→ EXERCISE DIRECTIONS
Restate each line below word for word, skipping every picture.

PROVIDED ENTRIES: Begin

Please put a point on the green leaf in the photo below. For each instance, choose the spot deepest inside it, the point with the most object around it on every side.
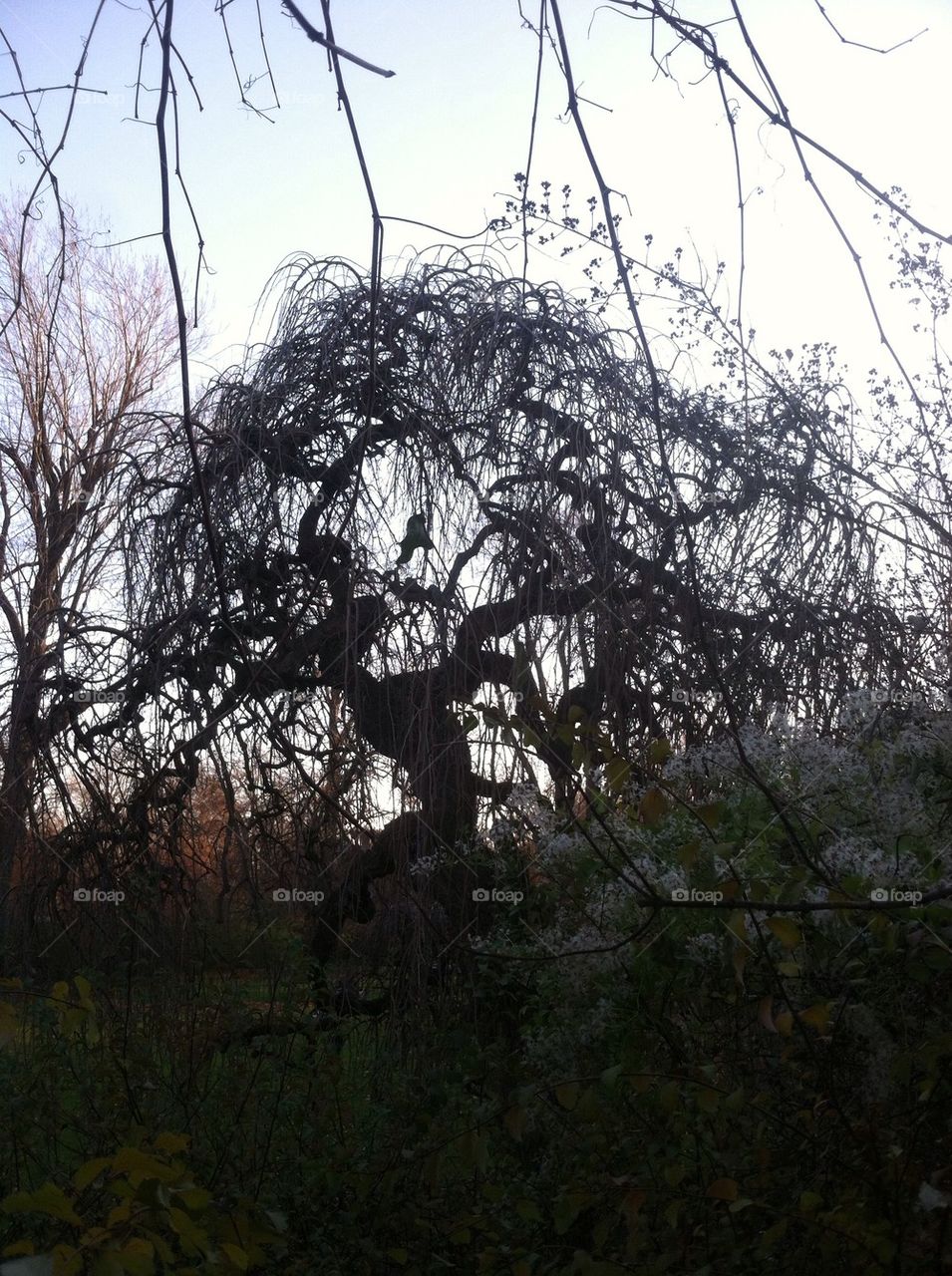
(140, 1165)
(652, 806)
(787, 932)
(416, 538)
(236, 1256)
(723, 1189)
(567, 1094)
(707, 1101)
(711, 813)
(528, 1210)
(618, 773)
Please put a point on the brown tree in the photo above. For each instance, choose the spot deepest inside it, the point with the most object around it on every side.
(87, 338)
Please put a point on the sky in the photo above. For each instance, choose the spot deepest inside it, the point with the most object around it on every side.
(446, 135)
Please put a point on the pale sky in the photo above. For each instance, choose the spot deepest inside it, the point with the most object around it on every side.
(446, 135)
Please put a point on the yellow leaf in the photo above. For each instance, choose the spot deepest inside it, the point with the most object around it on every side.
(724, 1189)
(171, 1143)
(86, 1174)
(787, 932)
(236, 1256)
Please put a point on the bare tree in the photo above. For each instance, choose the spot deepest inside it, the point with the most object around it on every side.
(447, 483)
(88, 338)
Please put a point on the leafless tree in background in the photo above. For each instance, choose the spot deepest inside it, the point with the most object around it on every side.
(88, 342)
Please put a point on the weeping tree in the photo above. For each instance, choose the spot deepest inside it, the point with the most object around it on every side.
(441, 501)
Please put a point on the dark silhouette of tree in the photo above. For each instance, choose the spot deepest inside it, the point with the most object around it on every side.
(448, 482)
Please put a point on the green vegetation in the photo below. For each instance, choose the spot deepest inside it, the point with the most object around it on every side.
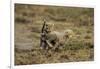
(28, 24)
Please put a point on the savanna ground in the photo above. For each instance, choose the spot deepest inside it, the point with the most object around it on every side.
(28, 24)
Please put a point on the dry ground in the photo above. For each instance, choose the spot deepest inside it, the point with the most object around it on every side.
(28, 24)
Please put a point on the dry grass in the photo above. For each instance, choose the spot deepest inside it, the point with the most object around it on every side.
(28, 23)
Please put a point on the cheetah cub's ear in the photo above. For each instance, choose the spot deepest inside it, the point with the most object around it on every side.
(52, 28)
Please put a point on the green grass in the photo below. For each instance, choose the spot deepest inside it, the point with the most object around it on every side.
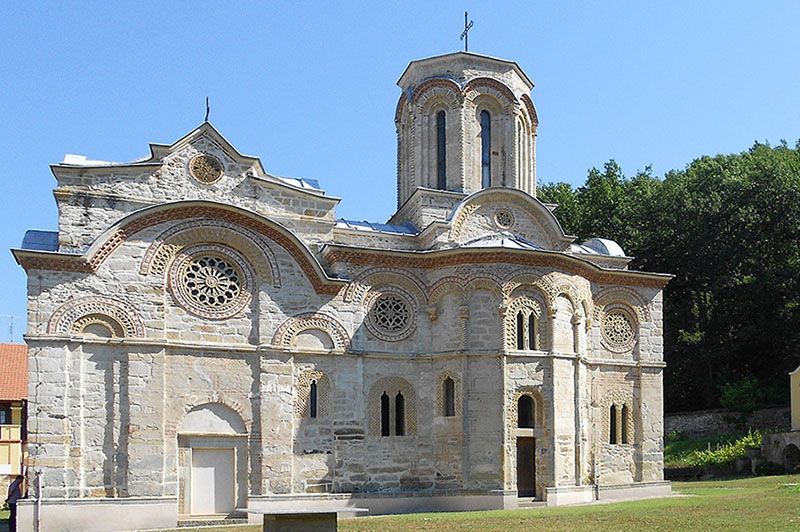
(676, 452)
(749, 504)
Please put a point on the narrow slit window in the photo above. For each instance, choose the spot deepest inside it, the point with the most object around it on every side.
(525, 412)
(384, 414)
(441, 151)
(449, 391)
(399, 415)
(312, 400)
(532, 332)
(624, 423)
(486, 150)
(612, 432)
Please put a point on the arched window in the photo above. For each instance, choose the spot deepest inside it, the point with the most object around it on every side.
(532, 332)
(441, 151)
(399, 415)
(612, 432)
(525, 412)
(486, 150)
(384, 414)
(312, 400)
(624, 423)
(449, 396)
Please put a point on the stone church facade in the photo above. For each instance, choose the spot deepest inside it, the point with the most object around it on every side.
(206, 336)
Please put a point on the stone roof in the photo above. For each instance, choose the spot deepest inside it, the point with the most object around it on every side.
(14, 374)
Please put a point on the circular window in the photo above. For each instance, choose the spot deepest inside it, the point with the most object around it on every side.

PROVIDED ENTRIES: End

→ REPLY
Please put a point on the green leaf in the photo below. For each instance, choose the spot deepest inside it, the point with the most object around it on every side.
(140, 1165)
(652, 806)
(787, 932)
(416, 538)
(236, 1256)
(723, 1189)
(567, 1094)
(707, 1101)
(711, 813)
(528, 1210)
(618, 773)
Please put a point on the brown tree in the photo above. For each instance, choose the spot deepest inside it, the point with the most object around it on every side.
(87, 338)
Please put a point on the sky in the photo above. For each instance, choose the spot deepest inside it, the point with the most object around it on every side.
(446, 135)
Please put a point on the pale sky in the photo above. For each instance, choose the spot deepest inside it, the point with the most object around it on every side.
(446, 135)
Please put a point on the yellow leaf in the photo above. For each instance, choose the spot deepest inside it, the point with the most object around it on every side.
(724, 1189)
(171, 1143)
(86, 1174)
(787, 932)
(236, 1256)
Please put a point on the bare tree in the photo above. For each instance, choose the spot deepest inside it, the point with the most object around it on every side.
(447, 483)
(88, 338)
Please put a point on the leafless tree in background in the photo above. For each instance, choose the spot deepest inside it, the point with the most object around it on every side.
(88, 342)
Please put a point on the weeping tree in the photo above. For each instance, choose the spot deepest inside it, the point with the most object around it on every side.
(441, 501)
Please put a point on the dark silhouette of tree in the photo above. For each instance, choose the spot deepest inside it, the point with the most object around it on every side.
(448, 482)
Please put a point on the green vegetation in the photo below. For each instance, choose the spot deepest inside it, the point with the most object around it on every side.
(28, 24)
Please put a point on the savanna ground in the photo above. For each instance, choose the spot deepest inside it, the point with the most object around it on every side.
(28, 24)
Please put a point on the dry ground in the photo above. For each instance, choose the spot deepest inside it, the point with the most object around it on every side.
(28, 24)
Please put a point on the dry grass in the photo above. For each instance, choose the spot deepest inside it, the point with the most object around it on every side.
(28, 23)
Please put a point on the cheetah cub's ear in the photo above. For each instance, choose the spot deepest inside it, the point with the most object around it on every side.
(52, 28)
Please put a point on the green grass in the photo below. For each instance, choose the spot deepest inside it, the point with the most object around it on every side.
(676, 452)
(749, 504)
Please put a point on the narrow slit window in the photo above. For each instance, choose the spot deepest inside it, the point with the most object around it on every side.
(525, 412)
(384, 414)
(441, 151)
(449, 391)
(399, 415)
(312, 400)
(532, 332)
(624, 423)
(486, 150)
(612, 432)
Please put a point on the arched window in the photo above. For each instance, choose the spot deepest inside it, the point with the most object around it on every side.
(532, 332)
(441, 151)
(399, 415)
(612, 432)
(525, 412)
(486, 150)
(384, 414)
(312, 400)
(624, 423)
(449, 396)
Please put a point on the stone church facade in the photo above. For each instance, choose the spot deepest inside it, the point with the most object around it on every side.
(206, 336)
Please put a point on the stone roof in the photo above. For each instance, choose the spot deepest inside it, the point with the most object around it on every side.
(14, 374)
Please put a point on the circular window in the photo above. For each instance, choose the spot deepest inside it, the point with the most object around it on every side.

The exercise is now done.